• [Task requirements] All of the data should be repeated exactly; pictures are not part of the copy.

• [Entries shown]
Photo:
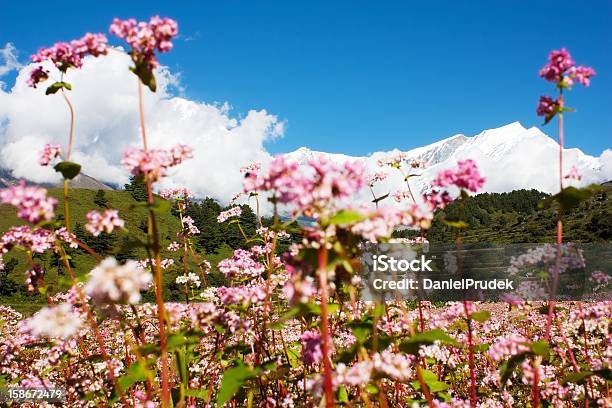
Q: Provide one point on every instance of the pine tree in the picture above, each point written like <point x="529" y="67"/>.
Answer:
<point x="137" y="188"/>
<point x="100" y="199"/>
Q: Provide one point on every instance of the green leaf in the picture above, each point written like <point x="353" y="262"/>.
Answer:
<point x="412" y="344"/>
<point x="378" y="199"/>
<point x="581" y="376"/>
<point x="68" y="169"/>
<point x="134" y="373"/>
<point x="233" y="380"/>
<point x="200" y="394"/>
<point x="432" y="382"/>
<point x="142" y="71"/>
<point x="56" y="86"/>
<point x="570" y="197"/>
<point x="507" y="367"/>
<point x="346" y="217"/>
<point x="540" y="348"/>
<point x="361" y="330"/>
<point x="342" y="394"/>
<point x="481" y="316"/>
<point x="456" y="224"/>
<point x="161" y="206"/>
<point x="372" y="389"/>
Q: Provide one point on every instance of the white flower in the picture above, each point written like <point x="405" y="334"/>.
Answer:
<point x="110" y="282"/>
<point x="60" y="321"/>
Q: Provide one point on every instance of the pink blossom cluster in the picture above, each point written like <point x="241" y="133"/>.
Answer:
<point x="68" y="237"/>
<point x="190" y="279"/>
<point x="59" y="321"/>
<point x="311" y="347"/>
<point x="31" y="202"/>
<point x="465" y="176"/>
<point x="153" y="164"/>
<point x="36" y="240"/>
<point x="312" y="187"/>
<point x="251" y="168"/>
<point x="561" y="68"/>
<point x="241" y="265"/>
<point x="49" y="153"/>
<point x="374" y="178"/>
<point x="401" y="195"/>
<point x="173" y="246"/>
<point x="105" y="222"/>
<point x="227" y="214"/>
<point x="37" y="75"/>
<point x="179" y="193"/>
<point x="394" y="160"/>
<point x="146" y="37"/>
<point x="547" y="106"/>
<point x="299" y="289"/>
<point x="67" y="55"/>
<point x="190" y="228"/>
<point x="241" y="295"/>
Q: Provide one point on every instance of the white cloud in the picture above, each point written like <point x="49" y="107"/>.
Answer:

• [Solution below]
Photo:
Q: Provide one point on every instance of the pine tree in the picture above, each point written like <point x="529" y="67"/>.
Answer:
<point x="137" y="188"/>
<point x="100" y="199"/>
Q: Provide one point on every instance of the green leaf in the picture above, each point written like <point x="353" y="262"/>.
Answer:
<point x="412" y="344"/>
<point x="378" y="199"/>
<point x="581" y="376"/>
<point x="68" y="169"/>
<point x="134" y="373"/>
<point x="233" y="380"/>
<point x="200" y="394"/>
<point x="432" y="382"/>
<point x="142" y="71"/>
<point x="56" y="86"/>
<point x="570" y="197"/>
<point x="507" y="367"/>
<point x="346" y="217"/>
<point x="540" y="348"/>
<point x="361" y="330"/>
<point x="342" y="394"/>
<point x="481" y="316"/>
<point x="456" y="224"/>
<point x="161" y="206"/>
<point x="372" y="389"/>
Q: Provide one point on every instance of the white flower in the picture above, each point written like <point x="405" y="334"/>.
Answer:
<point x="110" y="282"/>
<point x="60" y="321"/>
Q: Provide one point on every instance of the pink blossom cluster in the picture above, each point written like <point x="241" y="133"/>.
Answer:
<point x="68" y="237"/>
<point x="190" y="279"/>
<point x="59" y="321"/>
<point x="311" y="347"/>
<point x="31" y="202"/>
<point x="465" y="176"/>
<point x="153" y="164"/>
<point x="36" y="240"/>
<point x="312" y="187"/>
<point x="251" y="168"/>
<point x="561" y="68"/>
<point x="241" y="265"/>
<point x="49" y="153"/>
<point x="374" y="178"/>
<point x="401" y="195"/>
<point x="173" y="246"/>
<point x="105" y="222"/>
<point x="227" y="214"/>
<point x="37" y="75"/>
<point x="179" y="193"/>
<point x="394" y="160"/>
<point x="146" y="37"/>
<point x="547" y="106"/>
<point x="299" y="289"/>
<point x="67" y="55"/>
<point x="190" y="228"/>
<point x="241" y="295"/>
Q: Provide one point on every instance of the white cloud in the picture above, each point written like <point x="49" y="107"/>.
Answer:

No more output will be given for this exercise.